Could you reproduce the material below with every "warehouse" swapped for "factory" and nothing else altered?

+++ ITEMS +++

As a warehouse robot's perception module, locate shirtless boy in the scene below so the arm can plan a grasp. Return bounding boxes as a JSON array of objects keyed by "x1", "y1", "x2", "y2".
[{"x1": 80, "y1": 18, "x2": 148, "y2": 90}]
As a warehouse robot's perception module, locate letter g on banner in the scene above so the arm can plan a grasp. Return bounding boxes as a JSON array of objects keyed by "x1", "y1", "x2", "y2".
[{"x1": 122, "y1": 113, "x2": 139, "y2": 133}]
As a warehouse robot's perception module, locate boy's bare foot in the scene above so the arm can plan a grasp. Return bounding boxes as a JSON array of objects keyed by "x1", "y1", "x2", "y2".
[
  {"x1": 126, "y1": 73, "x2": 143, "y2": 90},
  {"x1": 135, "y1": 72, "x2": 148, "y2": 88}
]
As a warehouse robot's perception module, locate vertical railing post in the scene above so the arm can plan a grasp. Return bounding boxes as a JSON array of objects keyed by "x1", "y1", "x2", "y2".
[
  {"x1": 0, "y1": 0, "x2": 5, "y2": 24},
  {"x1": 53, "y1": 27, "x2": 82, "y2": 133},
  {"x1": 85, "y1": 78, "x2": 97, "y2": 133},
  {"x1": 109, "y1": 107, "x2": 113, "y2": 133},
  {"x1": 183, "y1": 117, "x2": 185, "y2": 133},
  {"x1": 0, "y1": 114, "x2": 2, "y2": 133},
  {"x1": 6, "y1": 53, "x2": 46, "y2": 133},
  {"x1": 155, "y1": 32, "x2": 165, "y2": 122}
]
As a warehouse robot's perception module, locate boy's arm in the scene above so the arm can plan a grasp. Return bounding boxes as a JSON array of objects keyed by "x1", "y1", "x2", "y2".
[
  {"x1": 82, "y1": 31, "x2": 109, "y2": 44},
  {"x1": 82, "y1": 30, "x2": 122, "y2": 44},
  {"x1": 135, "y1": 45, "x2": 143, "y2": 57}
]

+++

THE RESPONSE -
As a factory robot's perception module, locate shirtless boy in the scene below so the arm can plan a grasp. Return bounding boxes as a JSON array of objects keyed by "x1", "y1", "x2", "y2".
[{"x1": 80, "y1": 18, "x2": 148, "y2": 90}]
As a factory robot's perception module, locate letter g on banner in the scene above so the arm can plan a grasp. Return bounding boxes as a JSON array of objects keyed by "x1", "y1", "x2", "y2".
[{"x1": 122, "y1": 113, "x2": 139, "y2": 133}]
As a factory robot's perception module, locate boy's bare foot in the scene above so the arm can plan a grasp. Return bounding boxes as a JSON array of objects keyed by "x1", "y1", "x2", "y2".
[
  {"x1": 126, "y1": 73, "x2": 143, "y2": 90},
  {"x1": 135, "y1": 72, "x2": 148, "y2": 88}
]
As a factory robot's perception module, locate vertical railing post in the scene above so the arm can plan a grasp. Return bounding boxes as a JSON array of objects keyed by "x1", "y1", "x2", "y2".
[
  {"x1": 0, "y1": 0, "x2": 5, "y2": 24},
  {"x1": 53, "y1": 27, "x2": 82, "y2": 133},
  {"x1": 85, "y1": 78, "x2": 97, "y2": 133},
  {"x1": 109, "y1": 107, "x2": 113, "y2": 133},
  {"x1": 183, "y1": 117, "x2": 185, "y2": 133},
  {"x1": 0, "y1": 114, "x2": 2, "y2": 133},
  {"x1": 6, "y1": 53, "x2": 46, "y2": 133},
  {"x1": 155, "y1": 32, "x2": 165, "y2": 122}
]
As a factory robot's perception module, locate boy's arm in the scene above so the arm can plan a grasp. Return bounding boxes as a JSON array of objects keyed by "x1", "y1", "x2", "y2".
[
  {"x1": 82, "y1": 31, "x2": 109, "y2": 44},
  {"x1": 82, "y1": 30, "x2": 122, "y2": 44},
  {"x1": 135, "y1": 45, "x2": 143, "y2": 57}
]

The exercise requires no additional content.